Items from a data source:
------------------------------------

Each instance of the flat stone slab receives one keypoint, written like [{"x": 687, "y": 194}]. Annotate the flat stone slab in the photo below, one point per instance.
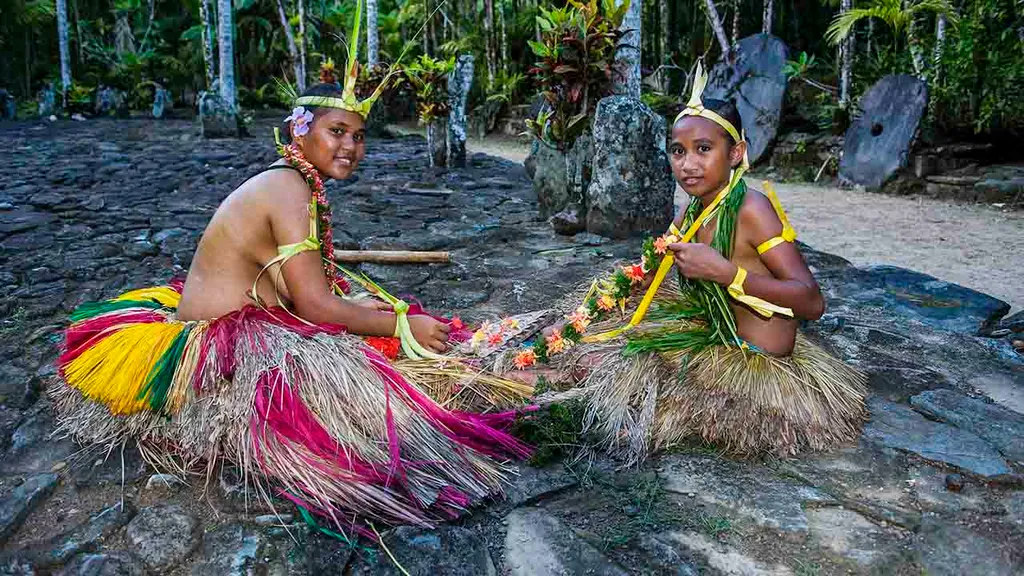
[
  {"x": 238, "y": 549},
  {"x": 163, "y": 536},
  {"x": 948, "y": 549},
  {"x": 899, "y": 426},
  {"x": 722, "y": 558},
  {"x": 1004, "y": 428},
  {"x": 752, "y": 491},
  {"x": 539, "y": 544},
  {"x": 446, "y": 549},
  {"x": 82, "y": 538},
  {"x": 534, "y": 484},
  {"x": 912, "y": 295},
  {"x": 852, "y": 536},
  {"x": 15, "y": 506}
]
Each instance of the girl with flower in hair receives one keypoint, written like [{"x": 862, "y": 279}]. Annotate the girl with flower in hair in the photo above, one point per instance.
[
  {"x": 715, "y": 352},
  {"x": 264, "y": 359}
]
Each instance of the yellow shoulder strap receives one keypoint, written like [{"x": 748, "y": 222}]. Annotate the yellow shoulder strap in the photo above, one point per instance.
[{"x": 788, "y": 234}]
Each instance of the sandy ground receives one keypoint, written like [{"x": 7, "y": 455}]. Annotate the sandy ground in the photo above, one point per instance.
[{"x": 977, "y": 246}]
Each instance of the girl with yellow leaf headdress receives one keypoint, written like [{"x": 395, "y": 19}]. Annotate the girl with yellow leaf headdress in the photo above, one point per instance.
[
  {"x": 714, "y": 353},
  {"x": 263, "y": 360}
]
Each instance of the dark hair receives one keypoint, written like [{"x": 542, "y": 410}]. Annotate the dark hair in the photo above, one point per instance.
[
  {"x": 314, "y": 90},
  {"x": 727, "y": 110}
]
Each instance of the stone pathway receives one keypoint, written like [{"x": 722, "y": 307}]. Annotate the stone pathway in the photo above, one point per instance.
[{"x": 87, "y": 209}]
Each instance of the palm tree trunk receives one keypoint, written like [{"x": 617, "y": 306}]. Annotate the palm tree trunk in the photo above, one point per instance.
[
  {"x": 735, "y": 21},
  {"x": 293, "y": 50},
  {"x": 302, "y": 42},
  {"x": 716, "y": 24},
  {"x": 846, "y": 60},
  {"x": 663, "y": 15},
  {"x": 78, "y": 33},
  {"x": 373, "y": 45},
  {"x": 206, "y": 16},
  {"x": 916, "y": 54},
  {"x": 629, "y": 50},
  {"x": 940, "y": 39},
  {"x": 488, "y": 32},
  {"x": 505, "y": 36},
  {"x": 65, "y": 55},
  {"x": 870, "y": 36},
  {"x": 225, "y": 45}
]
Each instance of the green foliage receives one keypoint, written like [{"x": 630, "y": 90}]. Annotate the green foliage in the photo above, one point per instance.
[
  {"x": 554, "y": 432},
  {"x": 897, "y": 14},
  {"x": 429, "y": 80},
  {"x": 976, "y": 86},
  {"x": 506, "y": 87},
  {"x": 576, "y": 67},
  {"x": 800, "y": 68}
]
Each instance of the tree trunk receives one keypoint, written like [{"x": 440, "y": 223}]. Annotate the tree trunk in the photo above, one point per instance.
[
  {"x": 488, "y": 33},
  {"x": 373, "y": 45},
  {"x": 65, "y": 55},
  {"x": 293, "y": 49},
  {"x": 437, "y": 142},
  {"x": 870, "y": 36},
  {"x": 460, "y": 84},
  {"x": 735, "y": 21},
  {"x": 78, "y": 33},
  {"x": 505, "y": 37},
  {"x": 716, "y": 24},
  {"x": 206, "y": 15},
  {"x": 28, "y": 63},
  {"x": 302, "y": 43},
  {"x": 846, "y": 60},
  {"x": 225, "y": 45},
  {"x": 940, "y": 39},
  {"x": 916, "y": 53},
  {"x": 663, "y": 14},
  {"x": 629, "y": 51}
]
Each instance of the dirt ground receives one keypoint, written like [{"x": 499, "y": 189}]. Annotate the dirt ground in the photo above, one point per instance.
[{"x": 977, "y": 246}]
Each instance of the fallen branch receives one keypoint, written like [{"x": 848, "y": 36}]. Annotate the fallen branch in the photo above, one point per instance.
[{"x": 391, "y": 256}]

------------------------------------

Brief: Your answer should hold the line with "Each instance of the fallen" and each line after it to the end of the data, retyped exactly. Include no other lines.

Exercise response:
Each instance of the fallen branch receives one keypoint, written like [{"x": 848, "y": 36}]. Annotate the fallen branch in the photo above, one point per instance.
[{"x": 391, "y": 256}]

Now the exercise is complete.